[What to do]
Print every line of the data exactly as shown.

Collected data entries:
___

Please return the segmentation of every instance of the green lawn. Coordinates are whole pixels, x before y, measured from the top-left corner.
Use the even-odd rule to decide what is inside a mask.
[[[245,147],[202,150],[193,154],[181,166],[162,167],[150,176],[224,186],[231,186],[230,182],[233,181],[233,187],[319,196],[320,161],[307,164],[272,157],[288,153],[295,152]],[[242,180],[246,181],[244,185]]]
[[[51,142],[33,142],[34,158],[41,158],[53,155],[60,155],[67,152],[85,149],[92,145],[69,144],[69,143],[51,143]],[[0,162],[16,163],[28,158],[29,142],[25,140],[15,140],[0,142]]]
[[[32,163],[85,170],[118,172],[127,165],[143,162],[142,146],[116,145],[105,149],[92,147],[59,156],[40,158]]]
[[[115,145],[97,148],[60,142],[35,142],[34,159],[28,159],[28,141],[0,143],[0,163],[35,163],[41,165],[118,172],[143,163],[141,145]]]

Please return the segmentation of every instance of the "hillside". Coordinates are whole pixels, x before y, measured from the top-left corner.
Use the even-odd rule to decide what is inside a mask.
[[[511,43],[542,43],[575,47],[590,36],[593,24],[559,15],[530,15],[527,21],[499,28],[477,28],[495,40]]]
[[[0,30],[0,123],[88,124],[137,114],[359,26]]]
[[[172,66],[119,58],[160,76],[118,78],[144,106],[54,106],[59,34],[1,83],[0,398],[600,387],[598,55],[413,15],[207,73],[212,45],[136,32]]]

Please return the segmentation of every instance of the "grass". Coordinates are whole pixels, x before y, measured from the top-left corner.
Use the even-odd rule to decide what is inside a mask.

___

[Answer area]
Please return the segmentation of every instance of the green lawn. Coordinates are whole pixels, x before y, measured from the top-left corner.
Use the even-odd rule to decide what is inside a mask.
[[[245,147],[202,150],[193,154],[181,166],[162,167],[150,176],[224,186],[231,186],[230,182],[233,181],[233,187],[319,196],[320,161],[307,164],[272,157],[288,153],[295,152]],[[242,180],[246,181],[244,185]]]
[[[51,142],[33,142],[34,158],[41,158],[53,155],[60,155],[67,152],[85,149],[92,145],[69,144],[69,143],[51,143]],[[0,162],[16,163],[28,158],[29,142],[25,140],[15,140],[0,142]]]
[[[32,163],[85,170],[118,172],[127,165],[143,162],[142,146],[116,145],[105,149],[92,147],[59,156],[40,158]]]
[[[115,145],[97,148],[60,142],[35,142],[34,159],[28,159],[28,141],[0,143],[0,163],[35,163],[41,165],[118,172],[143,163],[141,145]]]

Please return the segmentation of every instance of the "hillside". Coordinates are whole pixels, x before y, measured from the top-left corner.
Use the even-odd rule to decide what is inside a mask.
[[[511,43],[542,43],[575,47],[590,36],[593,24],[559,15],[530,15],[527,21],[499,28],[477,28],[495,40]]]
[[[0,30],[0,123],[88,124],[137,114],[359,26]]]
[[[172,66],[119,58],[160,76],[118,78],[144,106],[54,106],[59,34],[1,83],[0,398],[600,387],[598,55],[413,15],[207,73],[212,45],[136,32]]]

Please return the segmentation of every instance of the "grass". Coordinates are whole pixels, x before y, measured from the top-left corner.
Use the even-odd rule to decide what is inside a mask.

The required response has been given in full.